START Recorded information
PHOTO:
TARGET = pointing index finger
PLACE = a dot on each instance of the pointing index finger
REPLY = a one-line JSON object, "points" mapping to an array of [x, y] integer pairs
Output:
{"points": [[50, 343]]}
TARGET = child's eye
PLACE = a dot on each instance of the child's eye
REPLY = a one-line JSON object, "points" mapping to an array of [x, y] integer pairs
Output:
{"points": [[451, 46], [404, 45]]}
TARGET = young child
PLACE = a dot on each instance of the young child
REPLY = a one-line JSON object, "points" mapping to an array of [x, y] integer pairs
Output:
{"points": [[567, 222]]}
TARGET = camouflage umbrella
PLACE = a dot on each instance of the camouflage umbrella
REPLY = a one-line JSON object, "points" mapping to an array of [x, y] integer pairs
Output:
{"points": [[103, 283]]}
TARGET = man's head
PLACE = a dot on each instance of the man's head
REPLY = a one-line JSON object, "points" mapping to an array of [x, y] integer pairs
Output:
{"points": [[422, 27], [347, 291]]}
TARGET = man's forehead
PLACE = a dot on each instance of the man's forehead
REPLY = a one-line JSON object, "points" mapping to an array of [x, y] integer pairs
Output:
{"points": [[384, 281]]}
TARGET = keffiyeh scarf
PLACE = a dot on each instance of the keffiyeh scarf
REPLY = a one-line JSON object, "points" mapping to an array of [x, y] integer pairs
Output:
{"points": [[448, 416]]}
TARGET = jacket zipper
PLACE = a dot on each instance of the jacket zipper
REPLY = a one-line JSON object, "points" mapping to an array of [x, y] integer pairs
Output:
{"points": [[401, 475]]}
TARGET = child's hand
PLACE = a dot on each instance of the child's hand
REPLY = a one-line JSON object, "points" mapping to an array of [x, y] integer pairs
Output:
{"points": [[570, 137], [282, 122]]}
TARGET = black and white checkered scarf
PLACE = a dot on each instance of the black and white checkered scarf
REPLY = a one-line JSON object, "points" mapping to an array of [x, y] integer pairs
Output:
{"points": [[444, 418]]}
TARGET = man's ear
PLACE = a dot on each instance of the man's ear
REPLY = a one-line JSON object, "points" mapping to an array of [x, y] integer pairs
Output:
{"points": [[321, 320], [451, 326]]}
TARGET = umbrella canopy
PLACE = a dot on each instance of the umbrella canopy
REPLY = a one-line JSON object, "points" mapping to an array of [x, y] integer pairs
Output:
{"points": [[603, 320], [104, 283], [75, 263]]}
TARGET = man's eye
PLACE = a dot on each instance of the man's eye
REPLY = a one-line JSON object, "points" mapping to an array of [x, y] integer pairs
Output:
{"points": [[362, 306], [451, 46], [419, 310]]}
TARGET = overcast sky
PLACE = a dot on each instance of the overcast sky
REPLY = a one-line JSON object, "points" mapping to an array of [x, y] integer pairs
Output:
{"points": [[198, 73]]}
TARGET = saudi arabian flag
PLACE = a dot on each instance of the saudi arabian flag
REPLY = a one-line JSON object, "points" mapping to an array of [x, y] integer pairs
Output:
END Recorded information
> _The task_: Return the lines beginning at the one that contains "TARGET = umbrella canopy" and continuing through the last line of the data, exactly as they stand and without any others.

> _Reply to the exercise_:
TARGET = umbrella canopy
PLACE = a dot on each instance of the umbrella canopy
REPLY = a one-line JSON object, "points" mapping to an array of [x, y] integer pairs
Output:
{"points": [[603, 320], [104, 283], [75, 263]]}
TARGET = man's eye
PLACE = a dot on each instance of the man's eye
REPLY = a one-line JSON object, "points" mapping to an array of [x, y] integer pairs
Output:
{"points": [[362, 306], [451, 46], [419, 310]]}
TARGET = overcast sky
PLACE = a dot on each instance of the overcast sky
REPLY = a one-line JSON object, "points" mapping to an array of [x, y] integer pairs
Output:
{"points": [[198, 73]]}
TARGET = saudi arabian flag
PLACE = a dot on each instance of the saudi arabian flag
REPLY = a one-line JSON object, "points" mapping to an array of [x, y] integer pairs
Output:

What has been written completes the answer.